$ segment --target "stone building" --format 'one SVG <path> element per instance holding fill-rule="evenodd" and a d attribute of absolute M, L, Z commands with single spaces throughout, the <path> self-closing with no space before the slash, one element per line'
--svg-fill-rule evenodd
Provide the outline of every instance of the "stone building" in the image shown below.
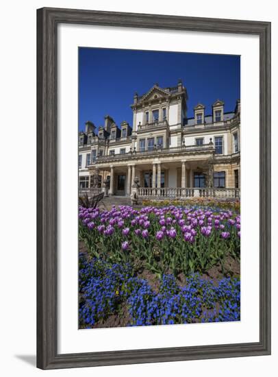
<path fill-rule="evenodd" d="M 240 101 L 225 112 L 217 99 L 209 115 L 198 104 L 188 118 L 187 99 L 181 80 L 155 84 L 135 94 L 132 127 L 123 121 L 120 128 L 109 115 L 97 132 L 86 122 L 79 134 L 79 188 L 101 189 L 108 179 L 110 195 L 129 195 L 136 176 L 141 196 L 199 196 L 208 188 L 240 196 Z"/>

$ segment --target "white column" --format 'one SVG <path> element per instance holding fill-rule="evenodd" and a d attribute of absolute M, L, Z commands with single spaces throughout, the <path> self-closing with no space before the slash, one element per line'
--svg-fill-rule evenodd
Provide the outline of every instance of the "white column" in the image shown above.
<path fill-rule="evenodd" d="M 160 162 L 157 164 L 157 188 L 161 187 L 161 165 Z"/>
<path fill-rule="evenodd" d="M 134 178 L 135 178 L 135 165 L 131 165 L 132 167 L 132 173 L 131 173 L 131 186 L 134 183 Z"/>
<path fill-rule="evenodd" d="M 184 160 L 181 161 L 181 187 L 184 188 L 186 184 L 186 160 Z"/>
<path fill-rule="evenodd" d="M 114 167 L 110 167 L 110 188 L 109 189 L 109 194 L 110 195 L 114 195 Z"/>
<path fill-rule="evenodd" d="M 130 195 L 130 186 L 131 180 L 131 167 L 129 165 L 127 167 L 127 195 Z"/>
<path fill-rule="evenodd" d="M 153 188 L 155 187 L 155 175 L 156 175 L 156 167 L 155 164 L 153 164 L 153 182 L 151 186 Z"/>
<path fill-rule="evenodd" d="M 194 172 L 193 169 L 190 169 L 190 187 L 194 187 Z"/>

# # #

Copy all of the data above word for word, but leave out the pictures.

> [SOLUTION TO THIS PROBLEM]
$ segment --target "stone building" --format 'one SVG <path> element per instance holding fill-rule="evenodd" and a d attribute of absolute M, L, Z commands with single spaces throughout, the <path> self-closing with no space before the slash, one element per line'
--svg-fill-rule evenodd
Provide the outline of every instance of the "stone building" in the image shown below.
<path fill-rule="evenodd" d="M 240 101 L 225 112 L 217 99 L 209 115 L 198 104 L 188 118 L 187 99 L 181 80 L 155 84 L 135 94 L 132 127 L 123 121 L 120 128 L 109 115 L 97 132 L 86 122 L 79 134 L 79 188 L 101 189 L 108 179 L 110 195 L 129 195 L 136 176 L 141 196 L 199 196 L 208 188 L 240 196 Z"/>

$ segment --target "white column" --format 'one SVG <path> element per instance holding fill-rule="evenodd" and a d attribute of absolute M, L, Z commands with single spaces throughout, the <path> self-closing with no space before the slash, one element per line'
--svg-fill-rule evenodd
Provide the outline of every instance of the "white column" in the image shown above.
<path fill-rule="evenodd" d="M 160 162 L 157 164 L 157 188 L 161 187 L 161 165 Z"/>
<path fill-rule="evenodd" d="M 134 178 L 135 178 L 135 165 L 131 165 L 132 167 L 132 173 L 131 173 L 131 186 L 134 183 Z"/>
<path fill-rule="evenodd" d="M 184 160 L 181 161 L 181 187 L 184 188 L 186 184 L 186 160 Z"/>
<path fill-rule="evenodd" d="M 114 167 L 110 167 L 110 188 L 109 189 L 109 194 L 110 195 L 114 195 Z"/>
<path fill-rule="evenodd" d="M 130 195 L 130 186 L 131 180 L 131 167 L 129 165 L 127 167 L 127 195 Z"/>
<path fill-rule="evenodd" d="M 153 188 L 155 187 L 155 175 L 156 175 L 156 167 L 155 164 L 153 164 L 153 182 L 151 186 Z"/>
<path fill-rule="evenodd" d="M 194 172 L 193 169 L 190 169 L 190 187 L 194 187 Z"/>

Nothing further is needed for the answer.